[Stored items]
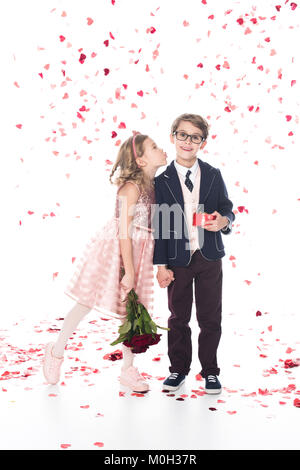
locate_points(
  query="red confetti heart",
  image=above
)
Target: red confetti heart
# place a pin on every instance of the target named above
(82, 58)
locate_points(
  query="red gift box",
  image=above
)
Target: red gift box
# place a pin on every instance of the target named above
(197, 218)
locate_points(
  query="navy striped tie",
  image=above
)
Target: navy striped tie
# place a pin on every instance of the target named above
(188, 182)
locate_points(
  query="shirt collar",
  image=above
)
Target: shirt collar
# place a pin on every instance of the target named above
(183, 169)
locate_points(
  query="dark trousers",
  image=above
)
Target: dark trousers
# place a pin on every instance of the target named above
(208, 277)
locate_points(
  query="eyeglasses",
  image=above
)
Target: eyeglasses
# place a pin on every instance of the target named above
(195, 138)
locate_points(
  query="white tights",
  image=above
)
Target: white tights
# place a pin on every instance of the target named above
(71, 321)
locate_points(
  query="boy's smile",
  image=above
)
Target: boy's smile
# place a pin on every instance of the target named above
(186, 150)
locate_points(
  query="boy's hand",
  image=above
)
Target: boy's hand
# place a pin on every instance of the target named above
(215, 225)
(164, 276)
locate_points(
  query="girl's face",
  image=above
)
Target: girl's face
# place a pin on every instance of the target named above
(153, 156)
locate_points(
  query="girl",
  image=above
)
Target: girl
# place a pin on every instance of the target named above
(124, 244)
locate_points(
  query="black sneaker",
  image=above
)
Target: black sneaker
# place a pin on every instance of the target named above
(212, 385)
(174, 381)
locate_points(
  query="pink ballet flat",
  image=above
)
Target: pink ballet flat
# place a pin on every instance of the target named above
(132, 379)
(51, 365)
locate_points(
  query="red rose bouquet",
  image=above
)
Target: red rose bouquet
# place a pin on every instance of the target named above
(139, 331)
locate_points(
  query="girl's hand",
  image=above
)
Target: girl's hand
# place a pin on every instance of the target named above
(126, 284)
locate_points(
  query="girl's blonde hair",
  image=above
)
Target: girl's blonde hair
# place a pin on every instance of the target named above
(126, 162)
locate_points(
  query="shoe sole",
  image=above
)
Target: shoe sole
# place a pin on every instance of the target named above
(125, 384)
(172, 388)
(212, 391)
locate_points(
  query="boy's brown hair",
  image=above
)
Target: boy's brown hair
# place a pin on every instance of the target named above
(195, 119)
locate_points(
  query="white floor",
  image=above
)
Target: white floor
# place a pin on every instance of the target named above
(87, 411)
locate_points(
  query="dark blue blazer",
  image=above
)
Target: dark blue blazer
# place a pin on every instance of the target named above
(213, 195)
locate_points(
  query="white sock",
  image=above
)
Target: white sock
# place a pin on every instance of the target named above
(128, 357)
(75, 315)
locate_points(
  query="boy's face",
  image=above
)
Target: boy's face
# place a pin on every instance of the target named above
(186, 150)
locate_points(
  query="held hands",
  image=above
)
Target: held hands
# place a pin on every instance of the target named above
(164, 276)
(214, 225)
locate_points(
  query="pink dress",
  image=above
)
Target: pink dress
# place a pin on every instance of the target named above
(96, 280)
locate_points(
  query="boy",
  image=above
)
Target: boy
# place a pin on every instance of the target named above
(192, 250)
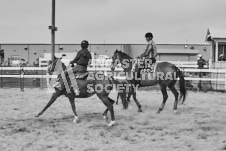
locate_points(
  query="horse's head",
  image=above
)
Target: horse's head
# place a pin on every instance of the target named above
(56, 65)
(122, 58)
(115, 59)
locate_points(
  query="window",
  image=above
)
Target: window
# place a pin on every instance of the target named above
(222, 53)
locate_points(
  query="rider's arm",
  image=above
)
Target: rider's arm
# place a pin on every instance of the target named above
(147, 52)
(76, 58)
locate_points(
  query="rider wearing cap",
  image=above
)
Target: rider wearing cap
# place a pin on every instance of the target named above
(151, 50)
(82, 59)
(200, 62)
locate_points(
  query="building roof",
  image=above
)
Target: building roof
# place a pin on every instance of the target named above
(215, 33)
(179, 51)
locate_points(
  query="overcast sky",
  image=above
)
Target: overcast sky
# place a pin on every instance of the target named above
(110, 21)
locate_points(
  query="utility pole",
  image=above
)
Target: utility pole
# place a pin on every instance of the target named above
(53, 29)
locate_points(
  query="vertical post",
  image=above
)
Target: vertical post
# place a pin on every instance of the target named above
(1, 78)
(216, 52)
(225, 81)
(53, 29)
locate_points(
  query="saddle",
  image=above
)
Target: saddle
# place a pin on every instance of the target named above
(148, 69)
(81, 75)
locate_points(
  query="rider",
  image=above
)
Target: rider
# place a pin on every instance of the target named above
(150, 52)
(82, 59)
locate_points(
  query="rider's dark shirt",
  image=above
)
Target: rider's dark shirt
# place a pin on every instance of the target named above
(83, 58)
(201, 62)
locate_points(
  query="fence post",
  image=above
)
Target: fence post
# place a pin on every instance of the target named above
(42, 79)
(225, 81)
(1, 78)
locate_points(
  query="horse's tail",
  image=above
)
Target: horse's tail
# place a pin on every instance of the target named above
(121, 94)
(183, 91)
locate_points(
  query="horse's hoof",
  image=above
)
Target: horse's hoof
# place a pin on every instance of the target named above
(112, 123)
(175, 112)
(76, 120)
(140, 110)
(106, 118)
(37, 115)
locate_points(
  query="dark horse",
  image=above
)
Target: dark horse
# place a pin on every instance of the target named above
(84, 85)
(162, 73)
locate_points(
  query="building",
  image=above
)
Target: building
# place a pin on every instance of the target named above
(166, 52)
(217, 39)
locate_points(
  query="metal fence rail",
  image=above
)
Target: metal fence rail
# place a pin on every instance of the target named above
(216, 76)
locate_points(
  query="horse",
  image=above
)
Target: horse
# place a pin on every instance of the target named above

**Exercise brief:**
From the material above, pull out each line that holds the string "building" and copy it out in full.

**Exercise result:**
  query="building roof",
Target: building roof
  query="building",
Target: building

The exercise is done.